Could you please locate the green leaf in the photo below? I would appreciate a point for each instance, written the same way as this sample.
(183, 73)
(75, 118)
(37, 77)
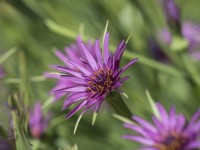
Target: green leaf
(153, 105)
(21, 139)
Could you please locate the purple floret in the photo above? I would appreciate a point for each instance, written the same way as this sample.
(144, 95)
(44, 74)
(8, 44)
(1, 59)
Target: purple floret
(89, 74)
(170, 131)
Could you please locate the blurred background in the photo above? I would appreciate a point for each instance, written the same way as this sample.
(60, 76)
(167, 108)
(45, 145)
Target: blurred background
(165, 38)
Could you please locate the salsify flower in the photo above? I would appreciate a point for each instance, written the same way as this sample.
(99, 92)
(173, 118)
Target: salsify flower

○ ○ ○ ○

- [TASK PROMPT] Using the records above, copy each line that contains "salsify".

- [REPLY]
Could you please locate the salsify flower in the photo above? I would appreciate a point for each instance, written the same way as this sample.
Target: salsify flower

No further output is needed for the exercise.